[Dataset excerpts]
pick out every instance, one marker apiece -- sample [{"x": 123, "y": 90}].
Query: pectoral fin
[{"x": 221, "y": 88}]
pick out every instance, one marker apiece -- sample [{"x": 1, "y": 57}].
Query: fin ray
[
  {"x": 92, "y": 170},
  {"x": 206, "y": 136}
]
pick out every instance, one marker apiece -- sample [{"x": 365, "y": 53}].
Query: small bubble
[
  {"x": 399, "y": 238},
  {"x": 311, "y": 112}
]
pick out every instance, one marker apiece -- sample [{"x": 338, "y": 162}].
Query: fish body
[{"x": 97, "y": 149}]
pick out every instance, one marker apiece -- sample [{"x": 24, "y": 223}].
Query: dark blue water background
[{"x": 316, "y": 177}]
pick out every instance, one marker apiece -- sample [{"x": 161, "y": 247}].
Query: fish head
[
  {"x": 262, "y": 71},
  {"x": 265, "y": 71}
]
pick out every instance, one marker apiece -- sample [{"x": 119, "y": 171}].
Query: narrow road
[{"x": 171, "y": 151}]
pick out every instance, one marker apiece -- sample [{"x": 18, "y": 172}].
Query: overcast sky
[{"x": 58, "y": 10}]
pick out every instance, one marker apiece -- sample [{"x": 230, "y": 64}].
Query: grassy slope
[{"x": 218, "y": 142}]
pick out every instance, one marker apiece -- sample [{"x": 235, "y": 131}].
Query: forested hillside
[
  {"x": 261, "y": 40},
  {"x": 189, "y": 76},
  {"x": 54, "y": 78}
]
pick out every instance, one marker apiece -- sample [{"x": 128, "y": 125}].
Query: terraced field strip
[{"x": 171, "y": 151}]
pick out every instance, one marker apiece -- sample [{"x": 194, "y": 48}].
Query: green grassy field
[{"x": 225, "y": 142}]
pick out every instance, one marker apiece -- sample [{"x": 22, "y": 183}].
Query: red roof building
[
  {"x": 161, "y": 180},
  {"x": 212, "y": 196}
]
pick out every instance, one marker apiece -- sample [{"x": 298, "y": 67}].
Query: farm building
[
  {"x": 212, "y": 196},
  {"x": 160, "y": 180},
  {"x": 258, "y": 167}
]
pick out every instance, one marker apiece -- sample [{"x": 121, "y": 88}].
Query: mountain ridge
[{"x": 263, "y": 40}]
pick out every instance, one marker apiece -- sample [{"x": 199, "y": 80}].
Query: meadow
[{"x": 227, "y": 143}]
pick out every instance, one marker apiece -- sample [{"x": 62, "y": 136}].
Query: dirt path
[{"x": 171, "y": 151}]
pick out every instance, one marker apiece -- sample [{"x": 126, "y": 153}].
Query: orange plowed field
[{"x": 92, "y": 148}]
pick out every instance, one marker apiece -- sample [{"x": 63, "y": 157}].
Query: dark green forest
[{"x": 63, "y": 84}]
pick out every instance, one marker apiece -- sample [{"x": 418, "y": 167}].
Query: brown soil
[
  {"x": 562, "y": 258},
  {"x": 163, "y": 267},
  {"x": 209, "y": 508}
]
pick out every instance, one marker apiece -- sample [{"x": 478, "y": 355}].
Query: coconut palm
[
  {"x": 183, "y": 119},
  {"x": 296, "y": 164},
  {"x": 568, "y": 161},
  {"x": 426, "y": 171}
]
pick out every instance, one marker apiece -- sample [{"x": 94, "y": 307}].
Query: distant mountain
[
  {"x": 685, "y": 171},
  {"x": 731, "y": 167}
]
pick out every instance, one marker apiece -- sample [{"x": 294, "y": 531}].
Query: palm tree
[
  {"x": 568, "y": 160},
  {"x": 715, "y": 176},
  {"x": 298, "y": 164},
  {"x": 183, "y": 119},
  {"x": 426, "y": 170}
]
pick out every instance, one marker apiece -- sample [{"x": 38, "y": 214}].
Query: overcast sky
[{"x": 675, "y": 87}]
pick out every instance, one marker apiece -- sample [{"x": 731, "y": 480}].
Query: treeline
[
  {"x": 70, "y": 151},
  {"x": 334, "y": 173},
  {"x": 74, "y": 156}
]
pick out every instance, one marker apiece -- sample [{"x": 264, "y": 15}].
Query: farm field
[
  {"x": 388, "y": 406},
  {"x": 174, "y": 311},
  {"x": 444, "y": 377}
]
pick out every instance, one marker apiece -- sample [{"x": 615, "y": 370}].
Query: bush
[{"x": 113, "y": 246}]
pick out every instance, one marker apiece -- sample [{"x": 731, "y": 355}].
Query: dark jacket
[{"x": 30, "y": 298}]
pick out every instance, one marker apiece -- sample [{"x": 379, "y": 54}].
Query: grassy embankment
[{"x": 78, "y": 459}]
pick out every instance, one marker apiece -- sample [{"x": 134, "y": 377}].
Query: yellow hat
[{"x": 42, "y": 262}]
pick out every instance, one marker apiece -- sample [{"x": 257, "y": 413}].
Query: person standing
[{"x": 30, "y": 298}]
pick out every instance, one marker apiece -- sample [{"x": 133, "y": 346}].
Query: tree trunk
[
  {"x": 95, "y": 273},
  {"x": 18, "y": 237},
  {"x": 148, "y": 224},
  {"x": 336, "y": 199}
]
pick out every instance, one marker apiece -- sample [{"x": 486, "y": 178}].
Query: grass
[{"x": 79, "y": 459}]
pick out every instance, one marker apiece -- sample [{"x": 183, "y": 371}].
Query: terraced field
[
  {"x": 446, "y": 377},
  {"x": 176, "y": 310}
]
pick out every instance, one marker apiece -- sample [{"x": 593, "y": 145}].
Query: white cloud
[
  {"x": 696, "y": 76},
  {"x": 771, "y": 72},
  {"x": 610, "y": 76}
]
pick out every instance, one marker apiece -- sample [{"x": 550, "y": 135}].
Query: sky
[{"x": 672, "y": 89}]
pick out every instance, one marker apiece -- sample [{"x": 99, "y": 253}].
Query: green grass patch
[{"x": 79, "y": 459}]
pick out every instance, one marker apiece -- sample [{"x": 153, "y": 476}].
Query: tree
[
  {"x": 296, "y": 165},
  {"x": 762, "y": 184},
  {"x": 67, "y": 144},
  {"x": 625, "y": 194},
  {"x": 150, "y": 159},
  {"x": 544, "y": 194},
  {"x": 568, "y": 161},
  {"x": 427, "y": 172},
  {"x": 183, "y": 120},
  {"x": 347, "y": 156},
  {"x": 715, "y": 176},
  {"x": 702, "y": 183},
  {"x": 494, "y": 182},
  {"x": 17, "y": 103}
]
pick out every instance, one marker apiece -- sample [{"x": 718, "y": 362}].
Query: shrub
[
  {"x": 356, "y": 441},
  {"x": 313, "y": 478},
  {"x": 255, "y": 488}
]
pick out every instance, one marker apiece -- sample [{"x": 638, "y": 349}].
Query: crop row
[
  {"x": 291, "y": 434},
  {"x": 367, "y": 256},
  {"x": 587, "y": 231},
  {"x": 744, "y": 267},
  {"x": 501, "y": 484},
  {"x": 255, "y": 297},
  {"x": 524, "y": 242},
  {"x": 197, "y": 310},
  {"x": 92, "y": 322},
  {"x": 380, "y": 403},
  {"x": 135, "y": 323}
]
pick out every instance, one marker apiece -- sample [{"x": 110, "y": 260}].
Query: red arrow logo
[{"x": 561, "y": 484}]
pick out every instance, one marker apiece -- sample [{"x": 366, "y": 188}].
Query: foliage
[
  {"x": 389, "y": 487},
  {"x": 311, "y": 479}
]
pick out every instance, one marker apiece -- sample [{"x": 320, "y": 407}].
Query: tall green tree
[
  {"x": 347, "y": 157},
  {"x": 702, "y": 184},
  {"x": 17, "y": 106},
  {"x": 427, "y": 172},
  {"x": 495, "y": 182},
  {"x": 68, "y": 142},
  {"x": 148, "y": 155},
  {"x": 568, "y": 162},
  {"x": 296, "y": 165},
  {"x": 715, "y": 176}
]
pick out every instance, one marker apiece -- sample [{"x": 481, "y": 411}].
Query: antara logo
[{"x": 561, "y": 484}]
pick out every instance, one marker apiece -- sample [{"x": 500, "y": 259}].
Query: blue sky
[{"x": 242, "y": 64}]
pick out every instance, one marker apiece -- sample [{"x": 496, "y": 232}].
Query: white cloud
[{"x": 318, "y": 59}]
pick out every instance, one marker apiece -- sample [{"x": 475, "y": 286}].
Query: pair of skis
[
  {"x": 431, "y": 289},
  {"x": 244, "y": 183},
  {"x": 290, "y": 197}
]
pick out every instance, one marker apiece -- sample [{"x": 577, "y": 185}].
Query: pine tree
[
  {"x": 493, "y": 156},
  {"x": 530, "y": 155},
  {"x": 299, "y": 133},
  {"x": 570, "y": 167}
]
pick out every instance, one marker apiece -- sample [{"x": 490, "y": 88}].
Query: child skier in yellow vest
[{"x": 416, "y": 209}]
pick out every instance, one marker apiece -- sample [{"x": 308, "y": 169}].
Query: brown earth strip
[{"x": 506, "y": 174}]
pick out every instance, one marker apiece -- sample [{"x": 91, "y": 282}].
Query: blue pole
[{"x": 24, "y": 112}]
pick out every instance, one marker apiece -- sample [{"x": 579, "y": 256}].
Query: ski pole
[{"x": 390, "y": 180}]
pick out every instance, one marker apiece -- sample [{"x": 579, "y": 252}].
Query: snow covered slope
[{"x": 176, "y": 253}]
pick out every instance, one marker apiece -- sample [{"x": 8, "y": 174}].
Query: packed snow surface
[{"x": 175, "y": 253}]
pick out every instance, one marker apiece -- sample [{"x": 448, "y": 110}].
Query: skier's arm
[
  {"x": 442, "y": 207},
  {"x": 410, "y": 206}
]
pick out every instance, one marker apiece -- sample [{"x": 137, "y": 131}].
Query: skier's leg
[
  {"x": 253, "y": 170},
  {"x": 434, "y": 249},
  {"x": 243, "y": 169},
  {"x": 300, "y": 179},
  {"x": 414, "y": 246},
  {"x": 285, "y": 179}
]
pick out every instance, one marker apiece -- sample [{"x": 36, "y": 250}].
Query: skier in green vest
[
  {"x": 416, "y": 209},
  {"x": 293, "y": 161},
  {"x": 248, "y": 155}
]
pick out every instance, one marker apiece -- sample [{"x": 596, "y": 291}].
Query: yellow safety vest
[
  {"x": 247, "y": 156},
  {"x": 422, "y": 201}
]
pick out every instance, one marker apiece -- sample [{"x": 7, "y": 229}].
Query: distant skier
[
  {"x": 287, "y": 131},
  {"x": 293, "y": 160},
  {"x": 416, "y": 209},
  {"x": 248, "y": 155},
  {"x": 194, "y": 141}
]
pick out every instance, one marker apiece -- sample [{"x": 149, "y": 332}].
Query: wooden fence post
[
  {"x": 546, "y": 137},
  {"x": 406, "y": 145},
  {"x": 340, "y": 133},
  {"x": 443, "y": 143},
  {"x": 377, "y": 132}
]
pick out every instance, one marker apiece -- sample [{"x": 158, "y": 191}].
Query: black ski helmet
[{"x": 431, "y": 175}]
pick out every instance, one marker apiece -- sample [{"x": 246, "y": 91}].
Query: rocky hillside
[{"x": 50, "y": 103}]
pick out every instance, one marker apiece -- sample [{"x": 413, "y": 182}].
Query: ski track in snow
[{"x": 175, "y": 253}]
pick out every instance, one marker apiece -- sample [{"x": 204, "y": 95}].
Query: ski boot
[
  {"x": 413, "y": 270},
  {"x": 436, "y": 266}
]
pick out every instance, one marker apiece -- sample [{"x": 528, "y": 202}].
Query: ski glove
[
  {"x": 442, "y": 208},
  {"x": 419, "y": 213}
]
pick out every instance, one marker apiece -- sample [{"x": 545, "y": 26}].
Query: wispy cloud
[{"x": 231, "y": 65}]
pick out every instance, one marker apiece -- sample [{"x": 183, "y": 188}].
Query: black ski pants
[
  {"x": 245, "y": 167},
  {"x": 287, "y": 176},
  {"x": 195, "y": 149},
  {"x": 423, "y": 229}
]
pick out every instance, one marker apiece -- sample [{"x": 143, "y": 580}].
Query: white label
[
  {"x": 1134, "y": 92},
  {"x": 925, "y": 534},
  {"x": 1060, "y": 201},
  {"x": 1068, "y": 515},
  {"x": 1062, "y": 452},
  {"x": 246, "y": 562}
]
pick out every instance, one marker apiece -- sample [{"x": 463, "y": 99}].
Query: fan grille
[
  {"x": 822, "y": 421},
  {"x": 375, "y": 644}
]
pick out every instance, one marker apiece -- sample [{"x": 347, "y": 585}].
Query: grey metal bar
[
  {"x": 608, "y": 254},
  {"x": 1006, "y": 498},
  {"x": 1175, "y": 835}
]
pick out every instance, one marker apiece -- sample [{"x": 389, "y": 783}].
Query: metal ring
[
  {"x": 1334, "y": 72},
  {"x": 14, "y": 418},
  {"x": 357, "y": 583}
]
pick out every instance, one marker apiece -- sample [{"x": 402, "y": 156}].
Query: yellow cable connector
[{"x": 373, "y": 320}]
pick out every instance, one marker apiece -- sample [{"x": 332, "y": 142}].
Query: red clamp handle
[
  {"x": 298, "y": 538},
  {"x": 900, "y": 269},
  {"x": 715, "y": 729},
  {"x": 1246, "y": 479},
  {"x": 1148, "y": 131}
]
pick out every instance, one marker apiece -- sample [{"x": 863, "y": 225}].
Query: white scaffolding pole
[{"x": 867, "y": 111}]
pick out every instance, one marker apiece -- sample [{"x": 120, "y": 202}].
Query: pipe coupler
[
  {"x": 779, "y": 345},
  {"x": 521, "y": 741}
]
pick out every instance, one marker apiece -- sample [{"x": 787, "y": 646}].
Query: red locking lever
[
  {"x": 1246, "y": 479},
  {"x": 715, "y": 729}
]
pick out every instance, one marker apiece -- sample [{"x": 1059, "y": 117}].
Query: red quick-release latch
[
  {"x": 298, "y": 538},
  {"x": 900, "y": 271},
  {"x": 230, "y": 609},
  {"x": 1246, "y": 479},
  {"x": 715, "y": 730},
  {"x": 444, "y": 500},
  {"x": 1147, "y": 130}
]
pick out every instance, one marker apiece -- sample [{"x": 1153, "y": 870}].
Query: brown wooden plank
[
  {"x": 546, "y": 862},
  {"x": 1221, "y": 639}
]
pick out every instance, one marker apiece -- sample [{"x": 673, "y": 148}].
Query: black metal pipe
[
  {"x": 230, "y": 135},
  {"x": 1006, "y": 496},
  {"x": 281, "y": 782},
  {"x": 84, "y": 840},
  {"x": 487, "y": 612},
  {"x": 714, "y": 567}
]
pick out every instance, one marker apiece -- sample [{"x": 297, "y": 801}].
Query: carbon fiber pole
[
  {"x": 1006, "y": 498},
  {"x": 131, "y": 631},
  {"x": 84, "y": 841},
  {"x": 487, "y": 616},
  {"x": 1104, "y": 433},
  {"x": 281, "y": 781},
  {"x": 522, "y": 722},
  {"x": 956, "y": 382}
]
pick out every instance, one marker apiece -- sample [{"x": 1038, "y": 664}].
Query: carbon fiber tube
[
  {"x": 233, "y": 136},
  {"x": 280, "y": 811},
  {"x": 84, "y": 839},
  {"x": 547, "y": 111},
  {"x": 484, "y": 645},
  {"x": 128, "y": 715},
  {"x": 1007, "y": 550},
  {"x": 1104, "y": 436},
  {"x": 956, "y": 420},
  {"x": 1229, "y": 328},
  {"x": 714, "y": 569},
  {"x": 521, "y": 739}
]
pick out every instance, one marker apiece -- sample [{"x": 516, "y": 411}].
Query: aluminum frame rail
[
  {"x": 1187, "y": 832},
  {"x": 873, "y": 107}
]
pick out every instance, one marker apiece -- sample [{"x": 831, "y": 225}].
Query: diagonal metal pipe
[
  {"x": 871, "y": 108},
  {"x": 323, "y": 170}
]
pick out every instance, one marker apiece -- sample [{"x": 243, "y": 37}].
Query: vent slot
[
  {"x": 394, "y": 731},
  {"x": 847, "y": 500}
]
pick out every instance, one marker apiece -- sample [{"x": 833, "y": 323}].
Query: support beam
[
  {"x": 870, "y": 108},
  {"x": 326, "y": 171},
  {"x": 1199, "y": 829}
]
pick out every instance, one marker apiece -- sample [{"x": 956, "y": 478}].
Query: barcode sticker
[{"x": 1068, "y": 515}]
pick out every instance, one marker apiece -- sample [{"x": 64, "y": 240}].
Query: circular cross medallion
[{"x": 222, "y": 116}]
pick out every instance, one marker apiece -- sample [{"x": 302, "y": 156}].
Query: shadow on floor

**Aim of the task:** The answer should consist of the lines from the one with "Query: diagonal metal pipe" through the last line of the entries, duplicated exactly and nothing more.

**Response:**
Query: diagonal metal pipe
[
  {"x": 871, "y": 108},
  {"x": 323, "y": 170}
]
pick out every instance, one marker apiece -- sample [{"x": 243, "y": 37}].
Query: vent slot
[
  {"x": 394, "y": 731},
  {"x": 847, "y": 500}
]
pick out every instance, one marker apiece -- sample [{"x": 833, "y": 323}].
Query: support beam
[
  {"x": 870, "y": 108},
  {"x": 326, "y": 171},
  {"x": 1199, "y": 829}
]
pick out every instance, one marker apiece -- sample [{"x": 956, "y": 478}].
Query: barcode sticker
[{"x": 1068, "y": 515}]
pick out every instance, one marker apiece -- sample [{"x": 64, "y": 240}].
Query: circular cross medallion
[{"x": 222, "y": 116}]
pick out every instance, one marker apiece -- sample [{"x": 302, "y": 156}].
Query: shadow on floor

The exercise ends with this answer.